-- Instructions to follow --
Which lines below fall between the one containing "TARGET = forehead" and the one containing "TARGET = coat collar"? Repeat them exactly, counting both of those lines, and add nothing else.

-- Information shown --
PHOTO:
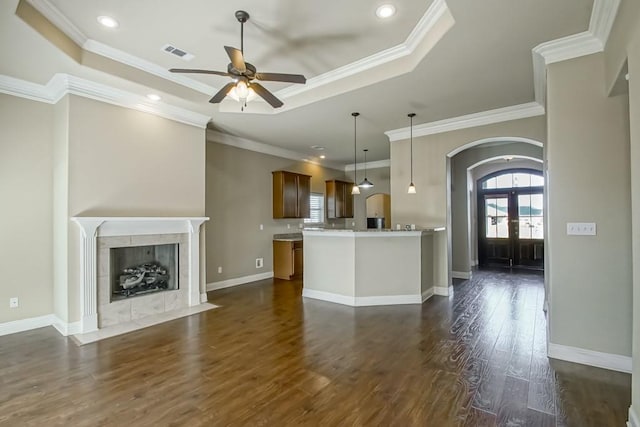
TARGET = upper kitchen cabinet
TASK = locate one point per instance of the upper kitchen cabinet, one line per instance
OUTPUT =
(339, 201)
(291, 192)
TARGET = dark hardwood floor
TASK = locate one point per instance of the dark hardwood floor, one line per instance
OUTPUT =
(268, 357)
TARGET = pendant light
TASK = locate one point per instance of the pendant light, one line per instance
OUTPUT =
(412, 187)
(355, 189)
(365, 182)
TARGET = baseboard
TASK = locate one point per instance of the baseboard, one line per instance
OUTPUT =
(427, 294)
(22, 325)
(598, 359)
(466, 275)
(238, 281)
(329, 297)
(388, 300)
(40, 322)
(365, 301)
(634, 419)
(442, 291)
(66, 328)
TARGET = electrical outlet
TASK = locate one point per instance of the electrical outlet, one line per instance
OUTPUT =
(581, 228)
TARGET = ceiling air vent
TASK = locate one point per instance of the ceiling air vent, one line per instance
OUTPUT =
(184, 55)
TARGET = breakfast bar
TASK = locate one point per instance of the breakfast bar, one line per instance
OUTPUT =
(371, 267)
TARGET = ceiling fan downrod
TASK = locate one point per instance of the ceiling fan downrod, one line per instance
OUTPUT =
(242, 17)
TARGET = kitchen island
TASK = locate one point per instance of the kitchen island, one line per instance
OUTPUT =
(373, 267)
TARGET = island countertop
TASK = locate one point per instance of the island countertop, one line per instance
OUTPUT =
(372, 267)
(370, 232)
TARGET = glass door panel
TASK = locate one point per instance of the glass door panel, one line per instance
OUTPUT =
(497, 217)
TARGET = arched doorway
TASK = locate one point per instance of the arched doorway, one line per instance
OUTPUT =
(465, 166)
(511, 219)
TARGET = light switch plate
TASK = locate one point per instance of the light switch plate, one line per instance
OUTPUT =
(581, 228)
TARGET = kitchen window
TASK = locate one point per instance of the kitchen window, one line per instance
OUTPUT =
(316, 209)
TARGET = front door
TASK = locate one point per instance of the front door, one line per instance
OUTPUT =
(510, 221)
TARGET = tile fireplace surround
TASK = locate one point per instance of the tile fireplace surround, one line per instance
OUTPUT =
(101, 318)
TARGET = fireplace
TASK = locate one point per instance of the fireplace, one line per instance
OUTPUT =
(141, 270)
(151, 249)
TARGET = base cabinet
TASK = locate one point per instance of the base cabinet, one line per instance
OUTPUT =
(287, 259)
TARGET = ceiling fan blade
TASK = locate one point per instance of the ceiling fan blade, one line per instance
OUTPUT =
(266, 95)
(279, 77)
(236, 57)
(218, 97)
(192, 71)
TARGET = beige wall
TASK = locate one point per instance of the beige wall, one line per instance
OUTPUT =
(122, 162)
(624, 44)
(634, 113)
(626, 25)
(588, 181)
(61, 209)
(126, 163)
(239, 199)
(381, 184)
(430, 207)
(26, 193)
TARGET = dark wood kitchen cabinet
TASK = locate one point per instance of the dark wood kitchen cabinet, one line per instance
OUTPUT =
(287, 259)
(338, 199)
(291, 192)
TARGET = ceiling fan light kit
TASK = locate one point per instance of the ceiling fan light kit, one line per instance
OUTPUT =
(243, 88)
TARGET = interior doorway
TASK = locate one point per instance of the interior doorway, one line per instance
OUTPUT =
(511, 219)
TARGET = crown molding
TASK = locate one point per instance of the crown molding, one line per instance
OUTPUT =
(425, 25)
(437, 12)
(260, 147)
(515, 112)
(370, 165)
(53, 14)
(594, 40)
(603, 16)
(569, 47)
(25, 89)
(63, 84)
(147, 66)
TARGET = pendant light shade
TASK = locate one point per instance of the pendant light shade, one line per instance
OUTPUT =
(355, 189)
(365, 182)
(412, 187)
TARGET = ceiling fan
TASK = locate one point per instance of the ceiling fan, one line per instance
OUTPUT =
(244, 74)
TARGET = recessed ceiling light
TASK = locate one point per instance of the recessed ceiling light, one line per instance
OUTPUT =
(108, 21)
(385, 11)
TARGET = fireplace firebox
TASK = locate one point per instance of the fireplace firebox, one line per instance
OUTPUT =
(141, 270)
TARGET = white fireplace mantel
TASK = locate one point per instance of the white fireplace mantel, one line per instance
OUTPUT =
(93, 227)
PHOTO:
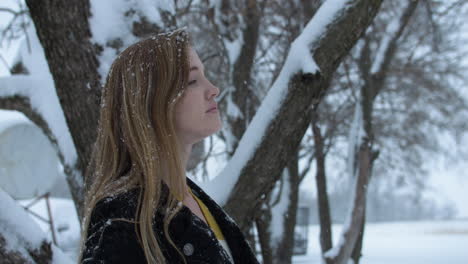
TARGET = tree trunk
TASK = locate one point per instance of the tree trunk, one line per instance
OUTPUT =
(263, 223)
(290, 122)
(341, 253)
(63, 30)
(322, 194)
(285, 248)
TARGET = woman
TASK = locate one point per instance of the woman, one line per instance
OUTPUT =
(140, 207)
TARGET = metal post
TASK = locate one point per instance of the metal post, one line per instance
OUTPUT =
(49, 212)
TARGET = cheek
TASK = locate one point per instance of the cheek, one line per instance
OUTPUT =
(187, 111)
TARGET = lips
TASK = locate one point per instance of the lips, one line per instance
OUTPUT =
(215, 106)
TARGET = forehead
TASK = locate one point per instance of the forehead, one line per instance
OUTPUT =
(195, 60)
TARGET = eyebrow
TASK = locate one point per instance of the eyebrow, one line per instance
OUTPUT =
(194, 68)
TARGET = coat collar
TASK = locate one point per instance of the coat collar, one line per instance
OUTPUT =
(240, 249)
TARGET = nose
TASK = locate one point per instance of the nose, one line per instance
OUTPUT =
(213, 90)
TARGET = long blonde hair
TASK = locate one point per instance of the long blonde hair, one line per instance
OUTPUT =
(136, 143)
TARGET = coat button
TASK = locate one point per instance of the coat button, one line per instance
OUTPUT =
(188, 249)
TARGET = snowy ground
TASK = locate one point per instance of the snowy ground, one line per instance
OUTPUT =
(428, 242)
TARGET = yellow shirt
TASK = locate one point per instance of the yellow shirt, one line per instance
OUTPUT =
(212, 224)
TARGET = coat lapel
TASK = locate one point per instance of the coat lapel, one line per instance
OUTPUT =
(240, 249)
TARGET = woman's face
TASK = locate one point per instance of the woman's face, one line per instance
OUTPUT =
(193, 121)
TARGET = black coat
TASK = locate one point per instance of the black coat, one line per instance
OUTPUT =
(113, 241)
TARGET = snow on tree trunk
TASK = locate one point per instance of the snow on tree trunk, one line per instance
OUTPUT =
(284, 114)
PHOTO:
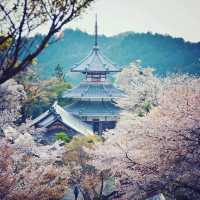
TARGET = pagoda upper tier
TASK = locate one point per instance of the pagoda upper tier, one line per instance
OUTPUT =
(94, 90)
(95, 62)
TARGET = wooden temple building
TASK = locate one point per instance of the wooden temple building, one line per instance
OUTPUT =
(93, 109)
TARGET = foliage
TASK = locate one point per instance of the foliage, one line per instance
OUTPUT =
(59, 73)
(40, 93)
(63, 136)
(141, 87)
(12, 95)
(165, 53)
(160, 151)
(92, 183)
(21, 18)
(25, 166)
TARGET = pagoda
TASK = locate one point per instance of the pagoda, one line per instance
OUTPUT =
(94, 98)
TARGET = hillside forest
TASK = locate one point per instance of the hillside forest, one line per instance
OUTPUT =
(155, 146)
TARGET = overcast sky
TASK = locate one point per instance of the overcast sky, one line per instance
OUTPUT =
(175, 17)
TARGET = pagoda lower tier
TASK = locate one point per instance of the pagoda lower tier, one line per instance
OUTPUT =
(102, 115)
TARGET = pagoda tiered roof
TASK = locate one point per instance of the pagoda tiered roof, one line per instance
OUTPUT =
(96, 62)
(93, 108)
(94, 90)
(57, 113)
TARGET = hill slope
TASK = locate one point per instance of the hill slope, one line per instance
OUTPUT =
(165, 53)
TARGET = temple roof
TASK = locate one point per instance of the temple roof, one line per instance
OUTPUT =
(57, 113)
(96, 61)
(94, 90)
(93, 108)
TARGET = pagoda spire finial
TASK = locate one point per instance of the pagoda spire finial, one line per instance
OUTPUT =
(96, 32)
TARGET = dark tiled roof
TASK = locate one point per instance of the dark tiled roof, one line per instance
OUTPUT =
(88, 90)
(93, 108)
(95, 62)
(56, 112)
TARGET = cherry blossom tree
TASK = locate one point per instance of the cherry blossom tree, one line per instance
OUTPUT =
(141, 86)
(158, 152)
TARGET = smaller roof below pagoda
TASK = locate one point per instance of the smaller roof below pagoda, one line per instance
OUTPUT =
(93, 108)
(57, 113)
(96, 62)
(94, 90)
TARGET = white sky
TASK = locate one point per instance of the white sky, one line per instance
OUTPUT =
(179, 18)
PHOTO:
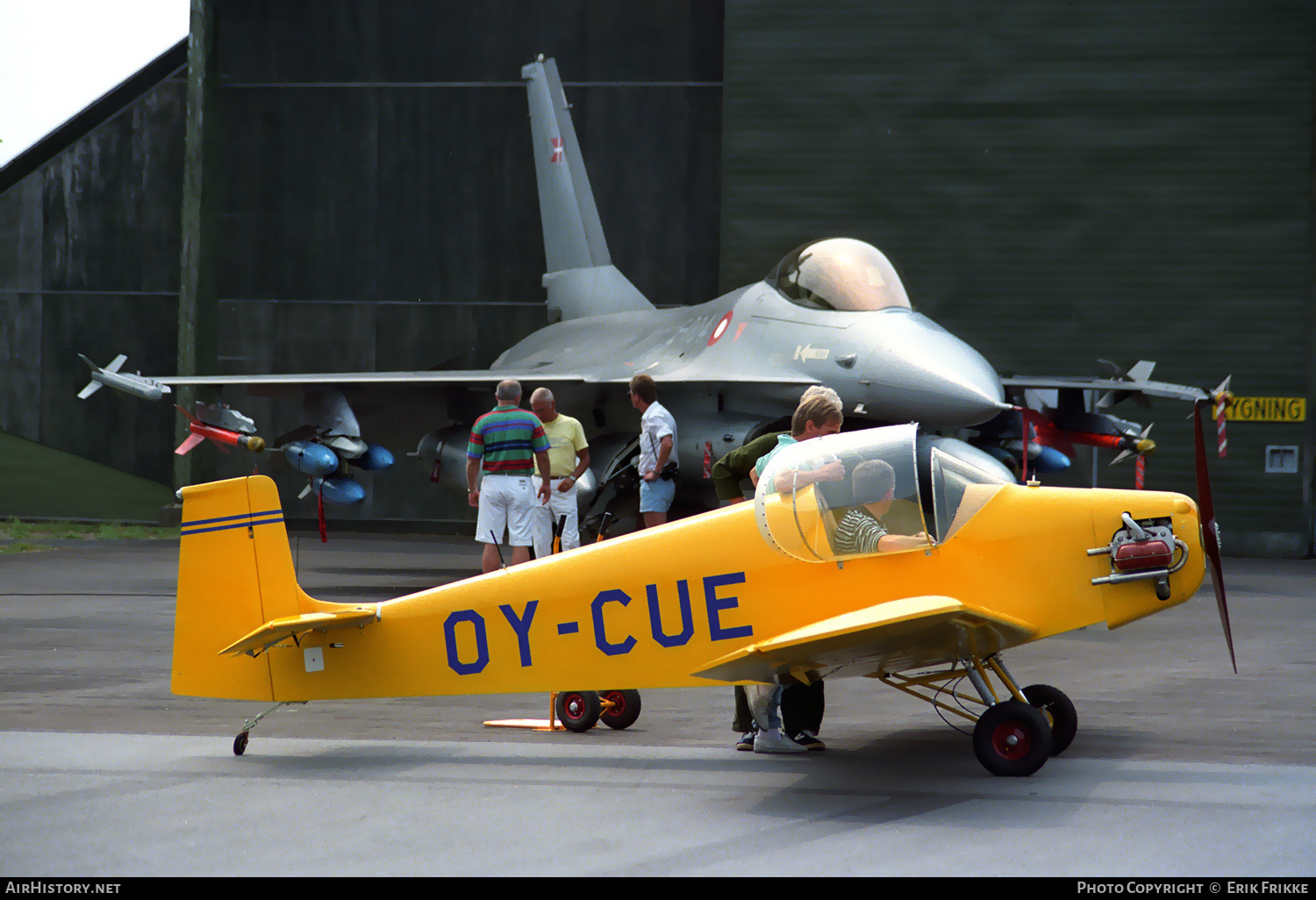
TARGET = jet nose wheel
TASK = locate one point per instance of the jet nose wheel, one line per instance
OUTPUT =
(1012, 739)
(579, 710)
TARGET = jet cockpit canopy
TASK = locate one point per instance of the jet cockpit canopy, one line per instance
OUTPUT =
(839, 274)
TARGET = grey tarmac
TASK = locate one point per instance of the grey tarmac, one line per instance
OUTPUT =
(1179, 766)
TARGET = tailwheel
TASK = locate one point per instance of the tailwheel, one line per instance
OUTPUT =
(579, 711)
(624, 708)
(1012, 739)
(1060, 712)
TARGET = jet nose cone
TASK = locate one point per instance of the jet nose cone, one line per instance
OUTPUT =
(919, 371)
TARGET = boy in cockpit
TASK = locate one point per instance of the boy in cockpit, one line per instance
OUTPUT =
(861, 529)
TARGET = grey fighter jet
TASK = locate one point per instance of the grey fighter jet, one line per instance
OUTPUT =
(831, 312)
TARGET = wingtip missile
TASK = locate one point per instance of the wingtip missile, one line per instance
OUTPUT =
(223, 425)
(137, 384)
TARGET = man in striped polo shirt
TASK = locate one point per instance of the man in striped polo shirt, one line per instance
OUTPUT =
(510, 445)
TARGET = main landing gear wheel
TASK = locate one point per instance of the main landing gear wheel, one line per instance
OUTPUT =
(624, 711)
(1012, 739)
(578, 711)
(1058, 711)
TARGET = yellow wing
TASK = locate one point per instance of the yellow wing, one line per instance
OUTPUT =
(887, 637)
(276, 629)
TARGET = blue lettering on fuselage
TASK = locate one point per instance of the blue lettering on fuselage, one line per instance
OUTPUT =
(616, 644)
(482, 645)
(687, 621)
(600, 639)
(521, 625)
(718, 605)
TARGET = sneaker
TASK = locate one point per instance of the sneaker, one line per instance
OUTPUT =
(776, 741)
(810, 741)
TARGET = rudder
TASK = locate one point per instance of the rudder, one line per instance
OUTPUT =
(234, 574)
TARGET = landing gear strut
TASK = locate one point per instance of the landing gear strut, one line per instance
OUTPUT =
(1013, 733)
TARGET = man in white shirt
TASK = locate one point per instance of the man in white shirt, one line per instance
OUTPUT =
(657, 452)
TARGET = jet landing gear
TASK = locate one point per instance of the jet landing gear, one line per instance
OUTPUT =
(1013, 734)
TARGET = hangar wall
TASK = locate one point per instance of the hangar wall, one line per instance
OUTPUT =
(376, 208)
(1057, 184)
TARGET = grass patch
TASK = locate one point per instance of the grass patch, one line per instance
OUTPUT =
(18, 531)
(42, 482)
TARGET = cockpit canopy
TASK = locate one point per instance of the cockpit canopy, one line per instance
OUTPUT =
(839, 274)
(882, 489)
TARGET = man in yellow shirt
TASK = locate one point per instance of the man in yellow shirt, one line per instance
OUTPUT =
(569, 458)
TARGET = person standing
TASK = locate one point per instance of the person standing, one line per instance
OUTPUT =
(658, 463)
(787, 718)
(508, 444)
(569, 458)
(736, 466)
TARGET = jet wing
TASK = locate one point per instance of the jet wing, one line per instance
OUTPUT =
(1150, 389)
(889, 637)
(294, 626)
(455, 376)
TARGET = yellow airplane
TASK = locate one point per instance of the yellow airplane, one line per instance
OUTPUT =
(920, 581)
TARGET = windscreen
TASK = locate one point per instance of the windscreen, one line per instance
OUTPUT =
(958, 491)
(844, 495)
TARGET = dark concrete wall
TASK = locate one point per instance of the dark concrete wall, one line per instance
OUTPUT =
(378, 208)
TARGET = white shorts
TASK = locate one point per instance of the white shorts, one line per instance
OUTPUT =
(507, 502)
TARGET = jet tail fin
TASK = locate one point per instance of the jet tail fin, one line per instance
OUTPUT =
(581, 276)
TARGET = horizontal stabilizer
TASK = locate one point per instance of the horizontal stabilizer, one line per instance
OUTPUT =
(889, 637)
(294, 626)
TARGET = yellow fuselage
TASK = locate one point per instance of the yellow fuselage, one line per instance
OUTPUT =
(647, 610)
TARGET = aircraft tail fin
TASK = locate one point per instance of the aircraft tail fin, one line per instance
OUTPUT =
(581, 276)
(234, 574)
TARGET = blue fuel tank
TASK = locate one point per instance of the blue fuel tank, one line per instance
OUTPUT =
(311, 458)
(339, 491)
(376, 457)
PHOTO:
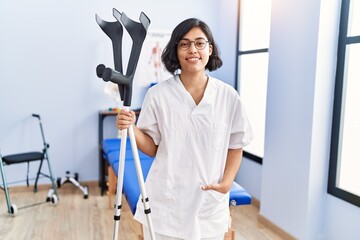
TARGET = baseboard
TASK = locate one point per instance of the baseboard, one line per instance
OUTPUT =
(46, 186)
(284, 235)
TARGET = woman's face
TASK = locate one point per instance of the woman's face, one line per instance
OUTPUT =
(194, 58)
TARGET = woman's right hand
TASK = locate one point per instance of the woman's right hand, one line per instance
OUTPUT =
(125, 119)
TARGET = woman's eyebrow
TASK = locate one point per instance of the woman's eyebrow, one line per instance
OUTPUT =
(195, 38)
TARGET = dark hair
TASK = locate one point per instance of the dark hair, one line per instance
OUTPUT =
(169, 55)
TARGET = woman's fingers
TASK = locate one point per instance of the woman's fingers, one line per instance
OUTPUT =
(124, 119)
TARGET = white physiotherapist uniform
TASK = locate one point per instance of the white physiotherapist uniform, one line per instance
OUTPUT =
(193, 141)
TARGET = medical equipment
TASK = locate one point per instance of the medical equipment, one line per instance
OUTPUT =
(114, 31)
(28, 157)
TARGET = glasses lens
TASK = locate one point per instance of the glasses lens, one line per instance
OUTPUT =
(184, 44)
(200, 44)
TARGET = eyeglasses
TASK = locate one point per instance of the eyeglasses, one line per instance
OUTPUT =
(200, 44)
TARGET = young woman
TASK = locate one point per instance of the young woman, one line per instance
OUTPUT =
(195, 126)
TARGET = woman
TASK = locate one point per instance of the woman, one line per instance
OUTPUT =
(195, 126)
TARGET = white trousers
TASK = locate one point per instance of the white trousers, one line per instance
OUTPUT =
(147, 236)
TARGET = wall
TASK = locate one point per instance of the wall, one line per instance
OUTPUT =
(294, 175)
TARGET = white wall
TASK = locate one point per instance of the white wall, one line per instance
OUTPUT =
(48, 55)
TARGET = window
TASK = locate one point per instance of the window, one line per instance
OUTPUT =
(344, 180)
(252, 68)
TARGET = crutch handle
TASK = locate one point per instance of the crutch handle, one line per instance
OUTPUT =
(36, 115)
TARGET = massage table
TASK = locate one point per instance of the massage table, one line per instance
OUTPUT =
(131, 190)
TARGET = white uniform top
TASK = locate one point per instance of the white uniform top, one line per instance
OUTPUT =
(193, 141)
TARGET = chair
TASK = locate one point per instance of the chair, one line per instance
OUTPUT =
(28, 157)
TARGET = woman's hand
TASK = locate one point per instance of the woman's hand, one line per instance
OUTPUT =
(219, 187)
(125, 119)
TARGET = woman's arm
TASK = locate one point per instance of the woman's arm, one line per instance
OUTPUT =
(232, 166)
(143, 141)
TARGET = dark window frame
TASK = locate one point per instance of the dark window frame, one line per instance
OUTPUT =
(344, 41)
(248, 155)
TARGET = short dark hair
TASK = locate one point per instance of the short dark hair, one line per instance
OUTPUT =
(169, 55)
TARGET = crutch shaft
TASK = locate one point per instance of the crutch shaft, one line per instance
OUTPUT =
(141, 181)
(120, 179)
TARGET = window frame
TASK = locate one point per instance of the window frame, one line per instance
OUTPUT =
(344, 41)
(239, 53)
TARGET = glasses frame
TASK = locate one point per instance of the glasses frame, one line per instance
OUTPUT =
(194, 41)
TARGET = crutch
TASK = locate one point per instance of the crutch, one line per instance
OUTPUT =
(137, 32)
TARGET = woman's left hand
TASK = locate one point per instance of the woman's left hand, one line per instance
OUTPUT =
(219, 187)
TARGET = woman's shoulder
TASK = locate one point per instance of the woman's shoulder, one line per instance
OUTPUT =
(158, 87)
(223, 86)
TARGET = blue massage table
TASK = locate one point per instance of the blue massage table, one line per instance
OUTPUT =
(131, 190)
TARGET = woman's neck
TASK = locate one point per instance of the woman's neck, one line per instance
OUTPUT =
(194, 81)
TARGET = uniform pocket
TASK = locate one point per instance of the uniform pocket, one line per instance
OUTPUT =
(219, 136)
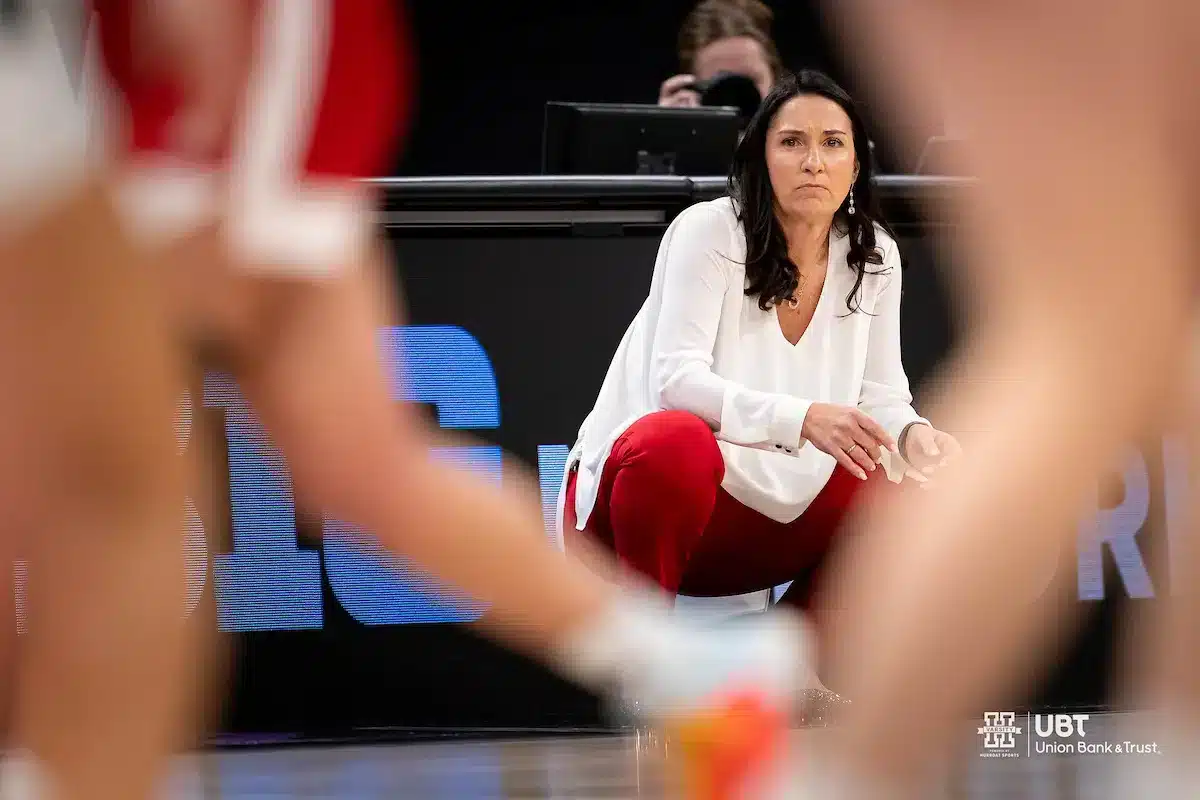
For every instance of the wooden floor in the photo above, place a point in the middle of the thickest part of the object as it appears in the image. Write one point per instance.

-- Final answer --
TARGET = forehead
TASK = locate one point per instance of the forehead, one line per instance
OUTPUT =
(195, 60)
TARGET = eyebrow
TASK = locate one point per instance of the eyebrow, one line per instance
OUTPUT =
(194, 68)
TARGET = coat collar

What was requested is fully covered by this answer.